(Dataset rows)
::::
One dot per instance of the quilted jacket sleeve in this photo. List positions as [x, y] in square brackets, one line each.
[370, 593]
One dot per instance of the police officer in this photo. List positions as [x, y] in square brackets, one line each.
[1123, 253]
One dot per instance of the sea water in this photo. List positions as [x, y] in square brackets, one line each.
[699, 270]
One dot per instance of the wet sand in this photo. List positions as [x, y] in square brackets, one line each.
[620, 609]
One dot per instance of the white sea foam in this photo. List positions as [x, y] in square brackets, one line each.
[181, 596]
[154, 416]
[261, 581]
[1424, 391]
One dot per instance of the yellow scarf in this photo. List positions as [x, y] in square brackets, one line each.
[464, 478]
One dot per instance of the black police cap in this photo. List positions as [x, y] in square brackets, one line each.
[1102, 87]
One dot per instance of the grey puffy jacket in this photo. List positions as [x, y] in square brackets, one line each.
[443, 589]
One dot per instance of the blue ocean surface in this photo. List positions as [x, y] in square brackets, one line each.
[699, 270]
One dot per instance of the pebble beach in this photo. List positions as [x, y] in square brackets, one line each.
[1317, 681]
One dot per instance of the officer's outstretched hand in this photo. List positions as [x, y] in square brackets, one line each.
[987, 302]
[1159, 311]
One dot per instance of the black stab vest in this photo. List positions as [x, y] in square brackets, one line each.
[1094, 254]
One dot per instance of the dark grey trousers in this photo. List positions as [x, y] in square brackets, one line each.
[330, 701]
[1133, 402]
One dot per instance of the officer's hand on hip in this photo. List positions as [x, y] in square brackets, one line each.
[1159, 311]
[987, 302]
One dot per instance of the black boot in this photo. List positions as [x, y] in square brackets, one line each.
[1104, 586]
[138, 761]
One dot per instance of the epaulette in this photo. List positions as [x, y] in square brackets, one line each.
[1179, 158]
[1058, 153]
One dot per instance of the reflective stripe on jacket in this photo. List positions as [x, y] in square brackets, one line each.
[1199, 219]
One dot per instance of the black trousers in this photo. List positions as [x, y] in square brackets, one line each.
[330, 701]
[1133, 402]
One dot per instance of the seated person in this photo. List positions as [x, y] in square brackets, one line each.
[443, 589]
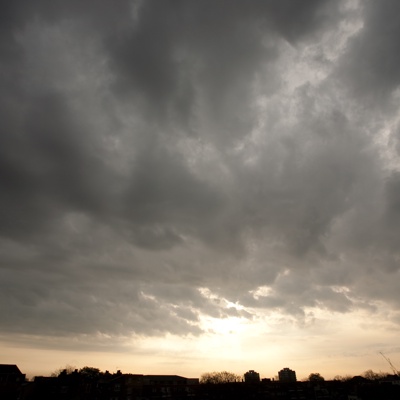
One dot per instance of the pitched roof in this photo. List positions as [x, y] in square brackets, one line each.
[9, 369]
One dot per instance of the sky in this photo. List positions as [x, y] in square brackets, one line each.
[191, 186]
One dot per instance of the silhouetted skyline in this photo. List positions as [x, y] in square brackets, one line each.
[188, 186]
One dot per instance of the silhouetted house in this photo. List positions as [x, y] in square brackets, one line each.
[11, 380]
[252, 377]
[173, 386]
[287, 375]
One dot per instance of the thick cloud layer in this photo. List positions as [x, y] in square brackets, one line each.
[162, 160]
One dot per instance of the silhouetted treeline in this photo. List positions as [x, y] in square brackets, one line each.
[91, 384]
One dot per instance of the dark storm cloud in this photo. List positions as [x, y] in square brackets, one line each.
[158, 160]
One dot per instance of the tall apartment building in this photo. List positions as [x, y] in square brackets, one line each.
[287, 375]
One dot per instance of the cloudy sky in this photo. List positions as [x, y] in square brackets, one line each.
[189, 186]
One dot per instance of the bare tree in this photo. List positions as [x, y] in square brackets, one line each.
[219, 377]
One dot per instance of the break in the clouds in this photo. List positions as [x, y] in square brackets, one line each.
[167, 162]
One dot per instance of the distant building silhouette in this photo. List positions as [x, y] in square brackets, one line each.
[11, 381]
[287, 375]
[252, 377]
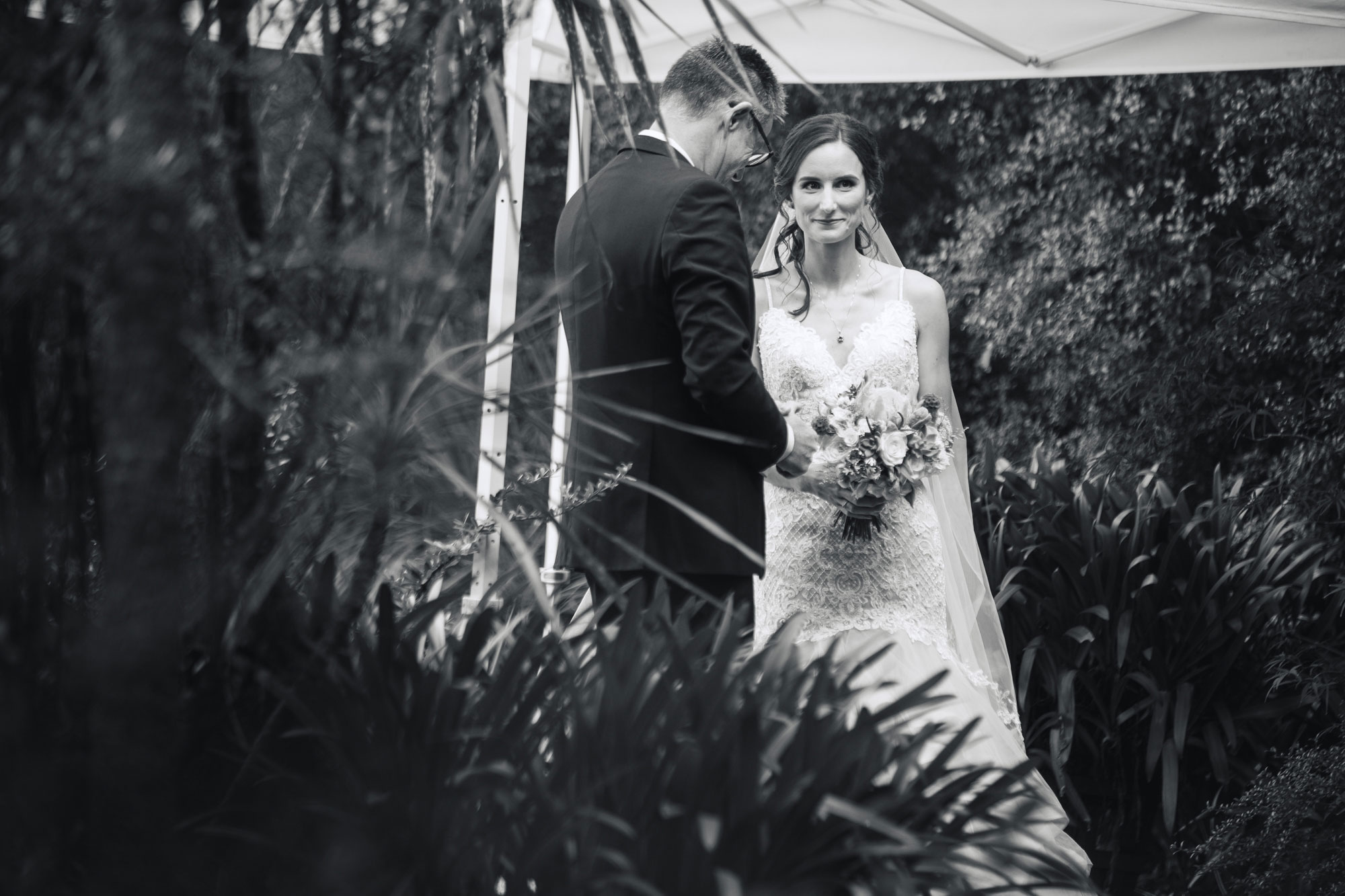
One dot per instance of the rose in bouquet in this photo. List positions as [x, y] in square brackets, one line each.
[878, 442]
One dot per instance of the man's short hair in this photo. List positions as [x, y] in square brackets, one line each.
[705, 77]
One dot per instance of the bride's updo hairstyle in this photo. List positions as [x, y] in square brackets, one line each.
[806, 136]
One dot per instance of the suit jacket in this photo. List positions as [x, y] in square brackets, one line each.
[654, 275]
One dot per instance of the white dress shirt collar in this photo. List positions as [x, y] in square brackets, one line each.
[660, 135]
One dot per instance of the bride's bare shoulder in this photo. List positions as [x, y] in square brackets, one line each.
[926, 296]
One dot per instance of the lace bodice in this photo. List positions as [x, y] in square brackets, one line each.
[797, 365]
[894, 583]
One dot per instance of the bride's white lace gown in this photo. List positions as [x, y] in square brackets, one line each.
[892, 588]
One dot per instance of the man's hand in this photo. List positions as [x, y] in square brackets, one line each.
[805, 443]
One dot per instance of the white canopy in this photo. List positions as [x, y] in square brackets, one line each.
[879, 41]
[902, 41]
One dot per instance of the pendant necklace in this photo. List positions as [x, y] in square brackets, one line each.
[855, 295]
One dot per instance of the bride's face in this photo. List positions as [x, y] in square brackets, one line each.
[831, 194]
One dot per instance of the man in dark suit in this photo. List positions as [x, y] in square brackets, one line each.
[656, 284]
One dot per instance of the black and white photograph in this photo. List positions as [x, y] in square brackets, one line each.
[673, 447]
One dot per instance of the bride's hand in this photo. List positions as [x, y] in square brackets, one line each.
[814, 482]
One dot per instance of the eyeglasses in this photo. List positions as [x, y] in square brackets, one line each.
[758, 158]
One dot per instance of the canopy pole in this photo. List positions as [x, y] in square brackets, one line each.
[576, 173]
[504, 300]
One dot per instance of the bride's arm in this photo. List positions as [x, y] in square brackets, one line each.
[763, 304]
[931, 307]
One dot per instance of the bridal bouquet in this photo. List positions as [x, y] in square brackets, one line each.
[879, 442]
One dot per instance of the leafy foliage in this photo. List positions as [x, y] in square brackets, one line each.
[1285, 834]
[1140, 270]
[642, 759]
[1147, 628]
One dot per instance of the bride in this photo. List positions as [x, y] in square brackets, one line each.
[836, 306]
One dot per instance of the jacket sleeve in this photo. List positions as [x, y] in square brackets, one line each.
[711, 287]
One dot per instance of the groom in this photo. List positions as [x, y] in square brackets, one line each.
[656, 288]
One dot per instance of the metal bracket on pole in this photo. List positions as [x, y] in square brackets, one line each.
[504, 300]
[576, 173]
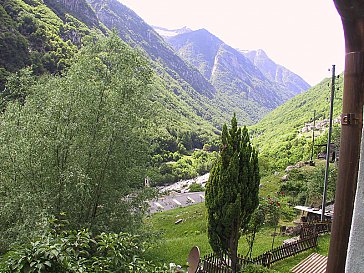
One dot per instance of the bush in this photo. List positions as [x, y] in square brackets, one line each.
[194, 187]
[257, 269]
[79, 251]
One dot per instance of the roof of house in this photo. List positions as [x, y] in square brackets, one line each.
[313, 263]
[329, 210]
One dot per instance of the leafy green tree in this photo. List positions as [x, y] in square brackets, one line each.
[232, 191]
[78, 145]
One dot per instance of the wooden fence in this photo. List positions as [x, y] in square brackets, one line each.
[308, 239]
[285, 251]
[214, 264]
[311, 228]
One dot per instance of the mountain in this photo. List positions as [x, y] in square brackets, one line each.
[165, 33]
[134, 31]
[240, 83]
[276, 72]
[284, 136]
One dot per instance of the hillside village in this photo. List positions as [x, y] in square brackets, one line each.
[127, 147]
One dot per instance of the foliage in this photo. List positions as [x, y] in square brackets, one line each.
[79, 251]
[32, 34]
[78, 145]
[232, 191]
[257, 269]
[279, 136]
[255, 224]
[175, 241]
[305, 185]
[195, 187]
[172, 167]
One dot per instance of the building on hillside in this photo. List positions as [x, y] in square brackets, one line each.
[310, 214]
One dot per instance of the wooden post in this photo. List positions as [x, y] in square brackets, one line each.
[352, 15]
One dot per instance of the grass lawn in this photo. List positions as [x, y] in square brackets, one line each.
[322, 248]
[176, 240]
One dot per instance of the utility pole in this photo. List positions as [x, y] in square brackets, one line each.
[352, 17]
[323, 207]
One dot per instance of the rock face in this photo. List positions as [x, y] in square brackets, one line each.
[247, 88]
[77, 8]
[276, 72]
[133, 30]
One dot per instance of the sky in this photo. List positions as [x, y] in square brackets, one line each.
[305, 36]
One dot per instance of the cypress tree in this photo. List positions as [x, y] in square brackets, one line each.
[232, 191]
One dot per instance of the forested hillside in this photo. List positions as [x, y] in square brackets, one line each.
[241, 83]
[281, 137]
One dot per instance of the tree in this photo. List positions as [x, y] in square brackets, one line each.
[77, 144]
[232, 191]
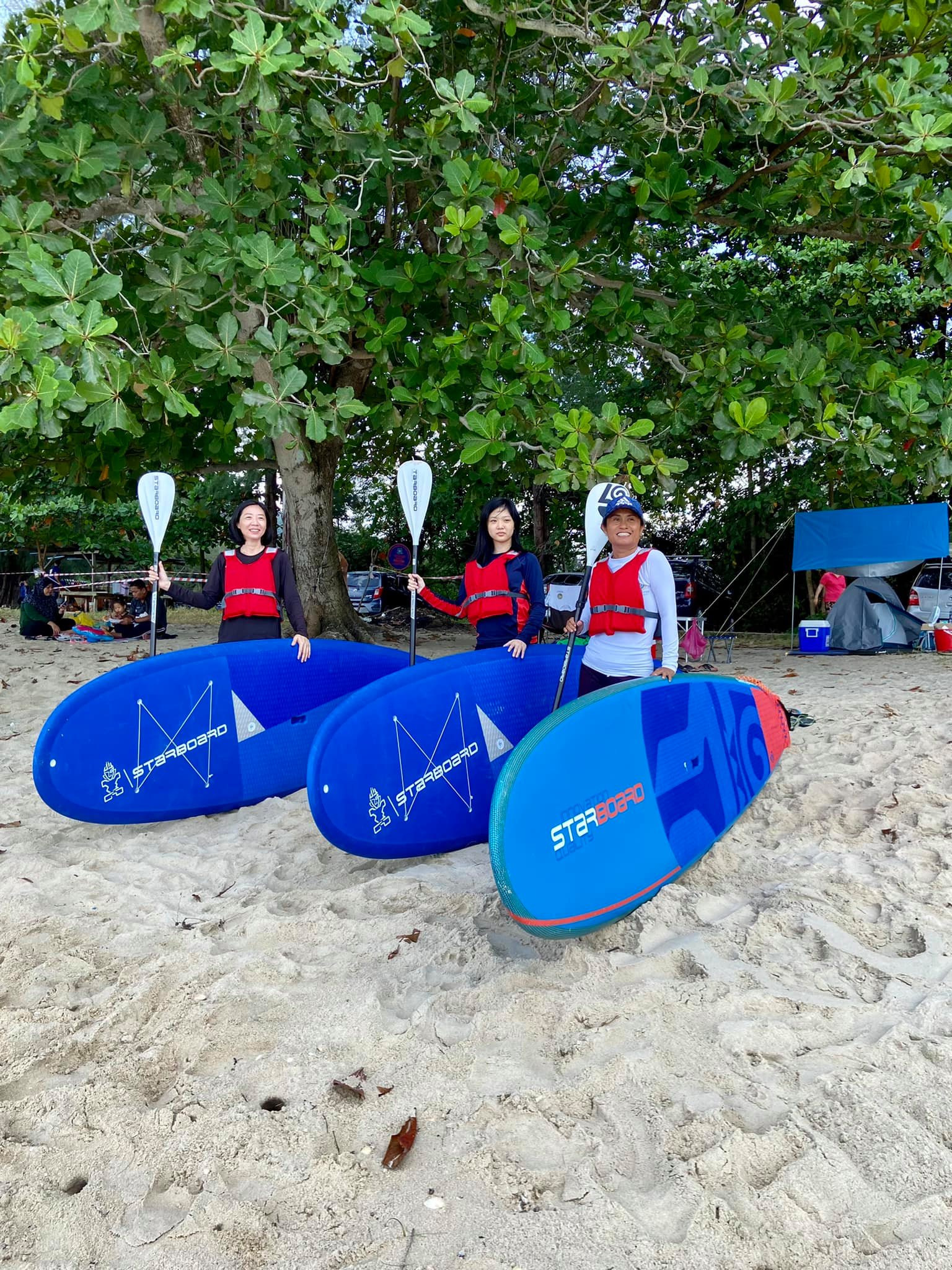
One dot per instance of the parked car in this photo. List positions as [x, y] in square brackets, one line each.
[932, 591]
[696, 587]
[562, 598]
[366, 592]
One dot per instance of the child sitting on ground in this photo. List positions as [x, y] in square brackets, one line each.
[118, 623]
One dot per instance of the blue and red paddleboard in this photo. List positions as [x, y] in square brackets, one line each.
[407, 768]
[196, 732]
[614, 797]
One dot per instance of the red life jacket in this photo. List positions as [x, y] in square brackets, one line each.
[250, 590]
[616, 598]
[488, 592]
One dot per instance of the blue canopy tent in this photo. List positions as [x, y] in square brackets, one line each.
[870, 541]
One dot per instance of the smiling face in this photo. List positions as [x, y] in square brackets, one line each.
[501, 527]
[624, 531]
[253, 525]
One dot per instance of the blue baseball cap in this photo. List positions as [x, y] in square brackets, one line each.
[621, 504]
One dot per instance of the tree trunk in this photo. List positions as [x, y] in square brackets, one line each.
[271, 495]
[540, 527]
[307, 478]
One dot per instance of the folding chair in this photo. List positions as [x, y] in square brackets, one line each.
[725, 639]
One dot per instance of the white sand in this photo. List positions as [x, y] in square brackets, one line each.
[753, 1072]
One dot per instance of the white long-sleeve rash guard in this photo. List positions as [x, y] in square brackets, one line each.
[630, 652]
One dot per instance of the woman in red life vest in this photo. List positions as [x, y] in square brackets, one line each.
[252, 579]
[631, 595]
[501, 591]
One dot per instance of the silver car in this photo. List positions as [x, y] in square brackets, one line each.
[366, 592]
[931, 596]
::::
• [What you will do]
Starting at the line that contains "One dot per instance of the parked", repeat each line exactly through the last one in the listing. Include both of those lines and nothing more.

• [Written solution]
One dot per instance of the parked car in this photo. List positions as [x, y] in square brackets, one line each.
[932, 591]
[696, 587]
[562, 598]
[366, 592]
One dot per instance of the child sitting on ground in this photo. List positions as [x, y] in square brackets, one line each.
[118, 623]
One dot per instance of the blue and red paddleboard in this photo. List positions as [x, y] in square brackets, one line each.
[407, 768]
[196, 732]
[614, 797]
One dot per instance of the red life jacket in this photo. List positions as [x, y] in square brackets, one line each.
[250, 590]
[616, 598]
[488, 592]
One dot per instance of the blue canopy tent in this photo. List positions as [x, y] in square brackets, one line each.
[870, 541]
One dot per instance of the smiling face in this photo. List positions as [x, y] in square brackets, one line each.
[501, 527]
[624, 531]
[253, 525]
One dot per instance of the blue baseball cap in this photo. List positions as [x, y] in square brackets, one line each.
[621, 504]
One dot per instance of the tree trunk in this photo. List positions as [x, y] in square brackets, one line each.
[271, 495]
[540, 527]
[307, 478]
One dot per instance of the folding chair in this photo. List positions as [x, y] in square brackets, one line each.
[725, 639]
One dot per instance of the white sand in this photo. List positions as [x, y] in square brackets, one line each.
[753, 1072]
One dot per instance of the white long-sleeve rash guard in this photo. List positions as [x, y] in square brackets, one line each.
[630, 652]
One dot per instance of the woman in red life vest in this photo. List positions as [x, y] in square brackets, one line each.
[252, 579]
[631, 595]
[501, 591]
One dot per instance of the silver car in this photo. List positions as [x, y] in square brackets, one line each.
[366, 592]
[931, 596]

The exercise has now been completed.